- Exercise -
List each line of the data that holds the word "boot".

● ● ● ● ● ● ●

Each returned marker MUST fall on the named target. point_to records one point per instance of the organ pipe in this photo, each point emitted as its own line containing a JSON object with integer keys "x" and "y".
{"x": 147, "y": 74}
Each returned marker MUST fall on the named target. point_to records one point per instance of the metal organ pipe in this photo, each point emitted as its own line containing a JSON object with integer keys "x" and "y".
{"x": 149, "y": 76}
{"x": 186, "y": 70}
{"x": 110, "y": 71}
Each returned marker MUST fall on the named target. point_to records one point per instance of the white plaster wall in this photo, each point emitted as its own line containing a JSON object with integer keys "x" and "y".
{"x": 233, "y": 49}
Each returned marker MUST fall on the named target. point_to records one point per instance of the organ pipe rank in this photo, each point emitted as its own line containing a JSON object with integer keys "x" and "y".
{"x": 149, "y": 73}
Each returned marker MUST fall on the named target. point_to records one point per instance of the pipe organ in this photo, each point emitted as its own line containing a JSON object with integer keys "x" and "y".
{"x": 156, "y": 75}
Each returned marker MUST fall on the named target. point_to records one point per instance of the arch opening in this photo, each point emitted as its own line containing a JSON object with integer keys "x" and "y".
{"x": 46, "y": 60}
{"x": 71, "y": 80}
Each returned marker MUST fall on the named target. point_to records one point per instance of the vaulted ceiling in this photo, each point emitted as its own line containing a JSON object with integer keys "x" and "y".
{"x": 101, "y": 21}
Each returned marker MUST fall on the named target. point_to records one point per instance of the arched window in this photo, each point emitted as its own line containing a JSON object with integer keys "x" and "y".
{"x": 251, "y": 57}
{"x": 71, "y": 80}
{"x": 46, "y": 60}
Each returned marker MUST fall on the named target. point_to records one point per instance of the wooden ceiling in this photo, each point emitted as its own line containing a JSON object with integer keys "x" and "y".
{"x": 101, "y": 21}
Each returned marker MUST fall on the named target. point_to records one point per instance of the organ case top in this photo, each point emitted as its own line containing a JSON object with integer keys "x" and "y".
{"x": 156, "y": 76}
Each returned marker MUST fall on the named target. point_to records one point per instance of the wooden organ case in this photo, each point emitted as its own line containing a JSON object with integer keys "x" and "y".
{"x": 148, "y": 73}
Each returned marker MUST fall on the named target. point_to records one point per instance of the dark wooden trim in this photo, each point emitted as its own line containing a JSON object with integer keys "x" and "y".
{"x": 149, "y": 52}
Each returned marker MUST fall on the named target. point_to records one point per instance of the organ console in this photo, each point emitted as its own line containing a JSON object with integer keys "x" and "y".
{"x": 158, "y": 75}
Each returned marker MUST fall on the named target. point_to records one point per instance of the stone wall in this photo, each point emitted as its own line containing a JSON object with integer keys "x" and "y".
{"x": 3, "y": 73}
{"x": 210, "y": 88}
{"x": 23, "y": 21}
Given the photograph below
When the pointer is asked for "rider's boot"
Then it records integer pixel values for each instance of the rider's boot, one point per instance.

● ● ● ● ● ● ●

- Answer space -
When the pointer is asked for "rider's boot"
Then it records integer pixel values for each instance of the rider's boot, one point per instance.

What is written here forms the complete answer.